## THINGS TO DO
[1] Answer these from the passage on the Song:
(a) Which verse is cited for the beloved's words "Let him kiss me with the kisses of his mouth"?
(b) In v.2, what two things does he call her?
(c) According to the passage, who protects the younger sister's purity until the wedding?
[2] Write a continuation of the passage on the Song, starting after its last sentence.

## GIVEN PASSAGE
····················
Tonight before I summarize the teaching of the Song I want to read two sections of the book just to give us the flavor of the whole.
Read: 2:2-7
Now, we have said, in general, that before and after the central section of the poem, the love of the couple is mostly in feelings and their anticipation of experience of love in marriage, certainly not in a sexual relationship. So, for example, in 1:2 the beloved says, “Let him kiss me with the kisses of his mouth.” She wants his kisses, but has she yet received them? So the question as we read these verses is precisely whether this is anticipation or experience. Or, if experience: what and how much experience of loving exchange?
v.2 He says she is the fairest of ten thousand, a lily among the brambles. There is a lot of this characteristic language of love in the Song, by which I mean what is literally hyperbole, an exaggeration – the man wouldn’t want to be taken to mean that all other women are actually ugly (brambles) – but as an expression of love such language is a literal expression of his feeling. A man doesn’t have to believe that his beloved is literally the most beautiful woman in the world – and that objective observers would agree that she is, professional photographers, Hollywood casting directors, etc. – in order to say and mean that she is to him the most beautiful woman in the world. Beauty, like so many other things in life, is an effect, and the man’s love for her makes any woman the most beautiful in the world!
v.3 Now, she responds with a like statement about him. Now, obviously the couple has met before and had the opportunity in some way to fall in love and to enjoy one another’s company and attention and then to feel and in some way to express the mutual attraction. Their love cannot have been a secret to one another! You may be aware that there has been of late a movement of conservative Christians attempting to revive what they call the “courtship” model of choosing a mate. According to this model parents, especially fathers, play a much more active role in selecting a spouse for their children, especially their daughters. Now, it is fair to say that our American model of dating has been largely discredited by the results, however “obvious” it seems nowadays to American young people. Ours is about the dumbest approach to spouse selection – viz. young people trying out a series of possibilities, unprotected from sexual experience by parentally and societally erected barriers – that the world has ever contrived. No wonder we are, in this respect, the laughing stock of the world. However, it goes beyond the biblical evidence to say that parents are supposed to control the selection process. In the Song it is quite obvious that the couple made their own choice and the parents, or, in this case, the brothers are simply serving their younger sister by protecting her purity until the wedding.
····················
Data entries
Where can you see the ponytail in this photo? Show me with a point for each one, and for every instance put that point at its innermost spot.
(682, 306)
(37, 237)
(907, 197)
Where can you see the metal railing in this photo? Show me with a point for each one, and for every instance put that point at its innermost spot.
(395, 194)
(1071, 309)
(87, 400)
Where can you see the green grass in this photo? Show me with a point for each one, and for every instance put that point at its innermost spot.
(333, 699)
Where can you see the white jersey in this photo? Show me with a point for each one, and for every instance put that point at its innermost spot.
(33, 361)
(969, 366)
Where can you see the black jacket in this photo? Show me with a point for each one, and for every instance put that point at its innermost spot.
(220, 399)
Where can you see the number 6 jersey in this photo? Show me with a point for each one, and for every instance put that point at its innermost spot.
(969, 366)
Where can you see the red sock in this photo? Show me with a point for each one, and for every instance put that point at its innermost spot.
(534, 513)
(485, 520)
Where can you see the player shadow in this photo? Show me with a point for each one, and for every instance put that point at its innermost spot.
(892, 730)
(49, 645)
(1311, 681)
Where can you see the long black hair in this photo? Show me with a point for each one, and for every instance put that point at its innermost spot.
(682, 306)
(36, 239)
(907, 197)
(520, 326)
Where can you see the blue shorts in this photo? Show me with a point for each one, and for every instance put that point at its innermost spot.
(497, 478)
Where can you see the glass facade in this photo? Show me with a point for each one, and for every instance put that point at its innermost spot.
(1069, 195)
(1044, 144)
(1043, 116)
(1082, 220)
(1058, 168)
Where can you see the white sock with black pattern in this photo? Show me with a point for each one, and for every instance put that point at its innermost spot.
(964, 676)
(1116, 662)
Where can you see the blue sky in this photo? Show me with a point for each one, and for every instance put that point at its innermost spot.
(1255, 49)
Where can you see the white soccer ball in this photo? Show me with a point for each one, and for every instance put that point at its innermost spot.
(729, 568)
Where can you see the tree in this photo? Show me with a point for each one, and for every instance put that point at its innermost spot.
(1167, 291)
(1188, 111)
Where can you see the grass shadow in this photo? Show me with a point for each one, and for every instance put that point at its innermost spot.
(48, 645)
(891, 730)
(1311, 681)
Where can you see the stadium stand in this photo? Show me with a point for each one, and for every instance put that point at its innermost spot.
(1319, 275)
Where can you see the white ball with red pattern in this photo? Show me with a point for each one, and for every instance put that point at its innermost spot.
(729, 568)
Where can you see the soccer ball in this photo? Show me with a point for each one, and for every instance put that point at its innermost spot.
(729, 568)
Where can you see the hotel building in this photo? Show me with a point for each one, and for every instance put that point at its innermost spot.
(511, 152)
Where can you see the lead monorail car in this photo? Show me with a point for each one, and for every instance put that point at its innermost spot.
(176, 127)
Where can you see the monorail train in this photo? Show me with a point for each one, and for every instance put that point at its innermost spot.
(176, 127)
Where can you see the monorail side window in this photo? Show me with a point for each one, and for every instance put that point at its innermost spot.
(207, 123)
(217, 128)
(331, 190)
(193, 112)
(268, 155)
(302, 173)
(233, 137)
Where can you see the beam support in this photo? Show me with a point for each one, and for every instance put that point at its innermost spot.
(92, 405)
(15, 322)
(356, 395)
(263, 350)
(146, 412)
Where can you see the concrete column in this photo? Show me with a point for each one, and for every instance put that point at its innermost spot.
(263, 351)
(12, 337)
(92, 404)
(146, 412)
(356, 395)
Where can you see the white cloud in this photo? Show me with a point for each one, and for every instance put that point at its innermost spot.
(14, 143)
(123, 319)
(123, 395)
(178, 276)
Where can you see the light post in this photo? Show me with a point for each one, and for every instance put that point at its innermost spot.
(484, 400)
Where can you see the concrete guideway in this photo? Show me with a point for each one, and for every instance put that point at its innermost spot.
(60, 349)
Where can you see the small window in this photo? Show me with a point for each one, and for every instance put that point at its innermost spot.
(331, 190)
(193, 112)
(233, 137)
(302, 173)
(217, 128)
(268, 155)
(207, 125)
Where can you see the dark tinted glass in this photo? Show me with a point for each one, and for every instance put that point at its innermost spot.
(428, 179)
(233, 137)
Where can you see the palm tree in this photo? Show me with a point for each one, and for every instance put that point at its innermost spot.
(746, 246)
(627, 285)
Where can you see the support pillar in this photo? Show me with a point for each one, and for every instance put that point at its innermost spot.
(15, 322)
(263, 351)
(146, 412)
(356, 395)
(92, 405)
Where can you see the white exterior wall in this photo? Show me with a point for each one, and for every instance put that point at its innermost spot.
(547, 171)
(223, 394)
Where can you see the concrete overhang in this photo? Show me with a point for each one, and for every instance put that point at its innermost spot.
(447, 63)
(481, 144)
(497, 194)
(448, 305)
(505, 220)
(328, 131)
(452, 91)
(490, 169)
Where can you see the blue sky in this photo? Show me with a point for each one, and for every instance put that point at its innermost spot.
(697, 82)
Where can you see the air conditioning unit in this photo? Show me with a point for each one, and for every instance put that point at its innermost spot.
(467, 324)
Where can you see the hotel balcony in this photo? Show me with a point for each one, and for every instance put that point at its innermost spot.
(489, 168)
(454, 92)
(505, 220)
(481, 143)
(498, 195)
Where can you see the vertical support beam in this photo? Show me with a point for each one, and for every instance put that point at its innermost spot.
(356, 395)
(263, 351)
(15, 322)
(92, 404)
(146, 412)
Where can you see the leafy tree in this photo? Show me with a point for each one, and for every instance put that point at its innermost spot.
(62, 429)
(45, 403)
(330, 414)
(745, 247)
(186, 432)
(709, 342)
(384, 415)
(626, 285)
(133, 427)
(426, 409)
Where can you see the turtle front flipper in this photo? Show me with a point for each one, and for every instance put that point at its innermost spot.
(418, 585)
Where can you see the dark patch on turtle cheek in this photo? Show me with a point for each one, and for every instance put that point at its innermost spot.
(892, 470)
····················
## OUTPUTS BY TASK
[1]
(a) 1:2
(b) The fairest of ten thousand and a lily among the brambles
(c) Her brothers

[2]
v.4 “Banqueting house” is literally “house of wine,” and since it occurs only here in the OT there is understandably some question as to its meaning. The other outdoor references suggest that it may well be a reference to the fellow’s vineyard, perhaps his family’s farm. But it could also refer to a meal that was shared in the family dining room, no doubt with others present but the couple having no eyes for anyone but one another.
“Banner” is even more difficult. The word is found elsewhere, ordinarily referring to a flag or pennant, such as we read in Numbers identified each of the twelve tribes situated within the camp of Israel in the wilderness. But it is also possible that the word should be translated “look on,” – that is, he looked on me with love – or “wish,” that is, he wished to love me. [Eaton, TOTC, 91]
v.5 Some take vv. 4-5 to describe their love-making, which, of course, if true would disprove the view of the book I gave you last time. My sense is that it is precisely the strength of a desire that remains yet unfulfilled that explains the expressions of both v. 5 and v. 7. Here too extravagant language is being used to express the strength of love and desire and the tension is created by the fact that these longings cannot yet be fulfilled.
Both apples and raisins are “pleasure foods.” So speaking about them is another way of describing both the pleasure and the tension of a love that cannot yet be experienced. [Hess, 80]
The literature of the world is full of such extravagant expressions of love: I am “faint” [NIV] or “dizzy” or “sick” with love. Here is G.K. Chesterton, writing to his fiancée Frances, the night they were engaged:
“…little as you may suppose it at the first glance, I have discovered that my existence until today has been, in truth, passed in the most intense gloom. Comparatively speaking, pain, hatred, despair, and madness have been the companions of my days and nights. Nothing could woo a smile from my somber and forbidding visage. Such (comparatively speaking) had been my previous condition. Intrinsically speaking it has been very jolly. But I never knew what being happy meant before tonight. Happiness is not at all smug; it breaks your speech and darkens your sight. Happiness is stronger than oneself and sets its palpable foot upon one’s neck.” [Cited in Michael Ffinch, G.K. Chesterton, 55-56]
The American Puritan minister and poet, Edward Taylor, wrote to his wife that his passion for her was a “golden ball of pure fire.”
v.6 The position here described is a “classic position” for lovers; imagine them lying side by side in a field or vineyard. [Hess, 81[
Is she imagining being with him in this way or is she describing a time they had together alone, a kind of ancient Near Eastern date? It is hard to say. The RSV begins the verse “O that his left hand were under my head…” But the next verse suggests that she is aware that she must wait for love-making. The passions are great, but the time is not right. Love is a terribly powerful force and must not be misused. That is the major theme of the book. There is certainly nothing to suggest that there was elicit love-making and that v. 7 was a confession of sin. That interpretation would be contrary to the entire character of the poem. In fact, the same statements we find in 2:6-7 we find in 8:3-4 and there it seems clear that the love-making has not taken place, but is anticipated in the girl’s imagination.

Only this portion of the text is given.